▸ **What you need to do**
Please give an exact transcription of the records shown below.

*** Block opens ***

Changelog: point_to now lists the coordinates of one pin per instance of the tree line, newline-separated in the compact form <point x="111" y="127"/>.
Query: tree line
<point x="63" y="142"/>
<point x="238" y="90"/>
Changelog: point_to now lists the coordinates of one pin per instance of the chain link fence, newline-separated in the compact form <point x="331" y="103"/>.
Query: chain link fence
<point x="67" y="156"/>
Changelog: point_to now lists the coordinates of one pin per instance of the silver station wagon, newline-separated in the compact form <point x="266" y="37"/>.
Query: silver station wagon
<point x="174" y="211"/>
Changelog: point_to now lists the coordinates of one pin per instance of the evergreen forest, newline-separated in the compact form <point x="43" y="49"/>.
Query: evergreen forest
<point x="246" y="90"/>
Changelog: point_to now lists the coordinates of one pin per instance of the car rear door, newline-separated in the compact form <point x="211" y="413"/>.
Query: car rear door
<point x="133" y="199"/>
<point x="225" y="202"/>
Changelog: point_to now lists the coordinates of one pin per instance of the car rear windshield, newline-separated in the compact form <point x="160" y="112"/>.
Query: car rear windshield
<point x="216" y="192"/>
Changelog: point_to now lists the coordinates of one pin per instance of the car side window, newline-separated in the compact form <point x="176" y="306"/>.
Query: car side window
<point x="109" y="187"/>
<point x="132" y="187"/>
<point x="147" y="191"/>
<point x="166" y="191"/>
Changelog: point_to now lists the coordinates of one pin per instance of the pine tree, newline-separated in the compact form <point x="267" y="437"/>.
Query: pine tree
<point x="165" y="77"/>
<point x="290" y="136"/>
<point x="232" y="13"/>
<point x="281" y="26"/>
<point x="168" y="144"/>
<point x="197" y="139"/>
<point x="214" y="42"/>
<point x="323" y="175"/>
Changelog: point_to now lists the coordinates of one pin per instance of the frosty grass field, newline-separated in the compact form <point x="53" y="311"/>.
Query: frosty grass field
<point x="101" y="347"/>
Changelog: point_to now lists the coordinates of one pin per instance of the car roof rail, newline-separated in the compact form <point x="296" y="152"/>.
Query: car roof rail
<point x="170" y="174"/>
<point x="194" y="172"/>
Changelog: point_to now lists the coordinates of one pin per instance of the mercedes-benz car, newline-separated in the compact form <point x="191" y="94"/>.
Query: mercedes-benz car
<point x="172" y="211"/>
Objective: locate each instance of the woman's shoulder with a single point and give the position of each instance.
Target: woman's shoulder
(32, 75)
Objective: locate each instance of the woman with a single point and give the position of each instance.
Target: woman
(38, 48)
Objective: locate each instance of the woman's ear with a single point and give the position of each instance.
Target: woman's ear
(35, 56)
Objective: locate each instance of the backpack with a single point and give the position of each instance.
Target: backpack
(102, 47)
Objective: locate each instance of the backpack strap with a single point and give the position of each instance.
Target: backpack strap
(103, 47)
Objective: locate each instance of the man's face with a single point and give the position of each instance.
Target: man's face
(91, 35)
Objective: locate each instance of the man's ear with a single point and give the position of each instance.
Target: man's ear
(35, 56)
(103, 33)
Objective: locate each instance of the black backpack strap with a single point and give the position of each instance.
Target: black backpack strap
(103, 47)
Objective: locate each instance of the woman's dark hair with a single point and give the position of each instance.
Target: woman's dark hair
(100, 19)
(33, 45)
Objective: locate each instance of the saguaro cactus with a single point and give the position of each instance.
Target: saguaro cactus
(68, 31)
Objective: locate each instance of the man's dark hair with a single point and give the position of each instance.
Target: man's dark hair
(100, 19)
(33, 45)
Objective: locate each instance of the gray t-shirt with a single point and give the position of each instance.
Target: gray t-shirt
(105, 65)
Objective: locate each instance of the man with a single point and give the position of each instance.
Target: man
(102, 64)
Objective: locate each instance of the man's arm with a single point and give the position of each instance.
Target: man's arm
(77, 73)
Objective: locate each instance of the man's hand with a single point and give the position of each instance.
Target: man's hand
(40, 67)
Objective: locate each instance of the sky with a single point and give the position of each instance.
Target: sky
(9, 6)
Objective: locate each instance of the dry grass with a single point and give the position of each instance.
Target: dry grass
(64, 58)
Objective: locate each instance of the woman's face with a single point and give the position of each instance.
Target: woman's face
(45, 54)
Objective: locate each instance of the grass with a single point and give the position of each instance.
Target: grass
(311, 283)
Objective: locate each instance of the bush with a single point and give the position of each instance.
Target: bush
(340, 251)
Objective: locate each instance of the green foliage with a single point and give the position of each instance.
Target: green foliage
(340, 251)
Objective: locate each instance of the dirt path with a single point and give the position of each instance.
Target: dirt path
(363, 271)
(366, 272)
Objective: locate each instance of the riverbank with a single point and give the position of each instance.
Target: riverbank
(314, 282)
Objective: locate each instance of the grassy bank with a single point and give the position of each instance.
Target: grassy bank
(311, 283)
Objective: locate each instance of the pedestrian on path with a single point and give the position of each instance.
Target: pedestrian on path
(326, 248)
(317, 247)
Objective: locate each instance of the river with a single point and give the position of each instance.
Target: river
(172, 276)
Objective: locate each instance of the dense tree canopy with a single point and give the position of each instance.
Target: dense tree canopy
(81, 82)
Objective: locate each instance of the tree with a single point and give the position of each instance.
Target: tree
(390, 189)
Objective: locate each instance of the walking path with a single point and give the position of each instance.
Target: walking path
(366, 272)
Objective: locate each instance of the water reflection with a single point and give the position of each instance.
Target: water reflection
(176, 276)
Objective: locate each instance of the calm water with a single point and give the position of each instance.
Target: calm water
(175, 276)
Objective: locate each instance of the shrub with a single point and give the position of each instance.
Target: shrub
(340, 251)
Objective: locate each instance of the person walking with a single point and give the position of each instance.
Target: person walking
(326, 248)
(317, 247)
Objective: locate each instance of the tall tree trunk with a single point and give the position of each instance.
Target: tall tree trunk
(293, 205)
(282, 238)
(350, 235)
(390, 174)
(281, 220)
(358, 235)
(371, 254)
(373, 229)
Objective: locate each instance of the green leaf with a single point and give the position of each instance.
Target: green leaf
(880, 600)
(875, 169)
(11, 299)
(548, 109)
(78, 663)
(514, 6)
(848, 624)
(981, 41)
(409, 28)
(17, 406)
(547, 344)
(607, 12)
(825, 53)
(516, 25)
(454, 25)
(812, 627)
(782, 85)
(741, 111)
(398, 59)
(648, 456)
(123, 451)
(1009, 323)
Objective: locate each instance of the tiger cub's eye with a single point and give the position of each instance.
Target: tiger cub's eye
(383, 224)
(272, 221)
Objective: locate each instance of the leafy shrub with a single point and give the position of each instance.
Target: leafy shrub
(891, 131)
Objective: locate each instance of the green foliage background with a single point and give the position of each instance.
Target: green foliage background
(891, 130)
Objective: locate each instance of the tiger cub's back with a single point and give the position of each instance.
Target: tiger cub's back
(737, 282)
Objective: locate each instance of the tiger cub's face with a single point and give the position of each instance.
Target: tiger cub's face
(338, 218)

*** Block closes ***

▸ **Output for this task**
Changelog: point_to now lists the coordinates of one pin per instance of the tree line, newline-separated in the compact form <point x="111" y="127"/>.
Query: tree line
<point x="63" y="142"/>
<point x="238" y="90"/>
Changelog: point_to now lists the coordinates of one pin per instance of the chain link fence, newline-separated in the compact form <point x="331" y="103"/>.
Query: chain link fence
<point x="67" y="156"/>
Changelog: point_to now lists the coordinates of one pin per instance of the silver station wagon, newline-separated in the compact form <point x="266" y="37"/>.
Query: silver station wagon
<point x="174" y="211"/>
Changelog: point_to now lists the coordinates of one pin per instance of the evergreen forest, newline-separated in the compact form <point x="43" y="49"/>.
Query: evergreen forest
<point x="246" y="90"/>
Changelog: point_to now lists the coordinates of one pin per instance of the car rear door, newline-separated in the compact form <point x="211" y="413"/>.
Query: car rear door
<point x="133" y="199"/>
<point x="225" y="202"/>
Changelog: point_to now lists the coordinates of one pin per instance of the car rear windshield, newline-separated in the compact form <point x="160" y="112"/>.
Query: car rear windshield
<point x="216" y="192"/>
Changelog: point_to now lists the coordinates of one pin per instance of the car side window, newline-separated in the compact form <point x="176" y="306"/>.
Query: car side window
<point x="109" y="187"/>
<point x="132" y="187"/>
<point x="147" y="191"/>
<point x="166" y="191"/>
Changelog: point_to now lists the coordinates of one pin per instance of the pine tree, newline-separated in the compact form <point x="267" y="437"/>.
Query: pine tree
<point x="165" y="77"/>
<point x="290" y="136"/>
<point x="232" y="13"/>
<point x="281" y="26"/>
<point x="168" y="144"/>
<point x="197" y="139"/>
<point x="214" y="42"/>
<point x="323" y="175"/>
Changelog: point_to now lists the coordinates of one pin per instance of the frosty grass field, newline-separated in the compact form <point x="53" y="311"/>.
Query: frosty grass field
<point x="101" y="347"/>
Changelog: point_to now lists the coordinates of one pin per instance of the car roof rail, newline-separated in the compact form <point x="296" y="152"/>.
Query: car roof rail
<point x="170" y="174"/>
<point x="194" y="172"/>
Changelog: point_to now lists the coordinates of one pin per instance of the mercedes-benz car, newline-separated in the compact form <point x="191" y="94"/>.
Query: mercedes-benz car
<point x="172" y="211"/>
Objective: locate each instance of the woman's shoulder with a single point and give the position of each instance.
Target: woman's shoulder
(32, 75)
Objective: locate each instance of the woman with a single point and give the position of each instance.
Target: woman
(38, 48)
Objective: locate each instance of the woman's ear with a single point and give the position of each instance.
Target: woman's ear
(35, 56)
Objective: locate each instance of the backpack with a single point and give the position of each instance.
Target: backpack
(102, 47)
Objective: locate each instance of the backpack strap with a single point and give the position of each instance.
Target: backpack strap
(103, 47)
Objective: locate each instance of the man's face with a single point and give the position of each instance.
Target: man's face
(91, 35)
Objective: locate each instance of the man's ear with a single point and give the position of each instance.
Target: man's ear
(35, 56)
(103, 33)
Objective: locate each instance of the black backpack strap with a single point and give the position of each instance.
Target: black backpack strap
(103, 47)
Objective: locate each instance of the woman's dark hair with a single point and give the position of each instance.
Target: woman's dark hair
(100, 19)
(33, 45)
Objective: locate each instance of the saguaro cactus with a single point and give the position of each instance.
Target: saguaro cactus
(68, 31)
Objective: locate each instance of the man's dark hair with a single point and give the position of each instance.
Target: man's dark hair
(100, 19)
(33, 45)
Objective: locate each instance of the gray t-shirt with a single point and give the position of each instance.
Target: gray t-shirt
(105, 65)
Objective: locate each instance of the man with a single point and give the position of each instance.
Target: man
(102, 64)
Objective: locate each instance of the man's arm with a single point and give the position of each instance.
Target: man's arm
(77, 73)
Objective: locate each instance of the man's hand with a single point and give the position of each instance.
Target: man's hand
(40, 67)
Objective: locate each instance of the sky with a single point and give the position of each instance.
Target: sky
(9, 6)
Objective: locate each instance of the dry grass with a single point and give the position of each instance.
Target: dry grass
(64, 58)
Objective: locate each instance of the woman's face with a single point and give the position of each instance.
Target: woman's face
(45, 54)
Objective: locate each instance of the grass with a single point and give the position of each instance.
Target: grass
(311, 283)
Objective: locate each instance of the bush with a single point and give the position of each instance.
Target: bush
(340, 251)
Objective: locate each instance of the green foliage with a single point and give the position of each instance.
Target: green foliage
(340, 251)
Objective: locate each instance of the dirt path with a single point and give the position of each instance.
Target: dirt path
(363, 271)
(366, 272)
Objective: locate each instance of the riverbank with a single point and give the position of each instance.
Target: riverbank
(314, 282)
Objective: locate each instance of the grassy bank with a single point and give the position of each instance.
Target: grassy bank
(311, 283)
Objective: locate each instance of the pedestrian on path with a single point and give the position of each instance.
Target: pedestrian on path
(326, 248)
(317, 247)
Objective: locate each instance of the river with a single point and give the position of each instance.
Target: river
(172, 276)
Objective: locate each instance of the dense tree canopy with a single point and give the position of each instance.
Target: dense tree canopy
(81, 82)
Objective: locate each instance of the tree with a single point and give the position of each instance.
Target: tree
(390, 189)
Objective: locate each instance of the walking path with a single point and give the position of each instance.
Target: walking path
(366, 272)
Objective: locate each instance of the water reflection with a single point and give the position of each instance.
Target: water reflection
(176, 276)
Objective: locate each instance of the calm water with a single point and give the position of each instance.
Target: calm water
(175, 276)
Objective: locate each instance of the shrub with a single point and give the position of each instance.
Target: shrub
(340, 251)
Objective: locate each instance of the person walking with a single point and give the position of each instance.
Target: person walking
(326, 248)
(317, 247)
Objective: locate each instance of the tall tree trunk with a single point and give the position of each instance.
Target: tall tree trunk
(293, 205)
(282, 238)
(350, 235)
(390, 174)
(281, 220)
(358, 235)
(371, 254)
(373, 229)
Objective: locate each instance of the green leaf with a single point and give the position of each instance.
Target: green leaf
(880, 600)
(875, 169)
(11, 299)
(548, 109)
(78, 663)
(514, 6)
(848, 624)
(981, 41)
(409, 28)
(17, 406)
(547, 344)
(607, 12)
(825, 53)
(516, 25)
(454, 25)
(812, 627)
(782, 85)
(741, 111)
(398, 59)
(648, 456)
(123, 451)
(1009, 323)
Objective: locate each instance of the tiger cub's eye with a single point and give the position of each instance.
Target: tiger cub's eye
(383, 224)
(272, 221)
Objective: locate each instance of the leafy shrub with a single point and give the position of each instance.
Target: leafy shrub
(891, 131)
Objective: locate each instance of the green foliage background with a single point and give the position of each instance.
Target: green foliage background
(891, 130)
Objective: locate each instance of the tiger cub's back with a single point and give the position of each instance.
Target: tiger cub's back
(737, 282)
Objective: locate each instance of the tiger cub's face with a single point and give the position of each instance.
Target: tiger cub's face
(338, 218)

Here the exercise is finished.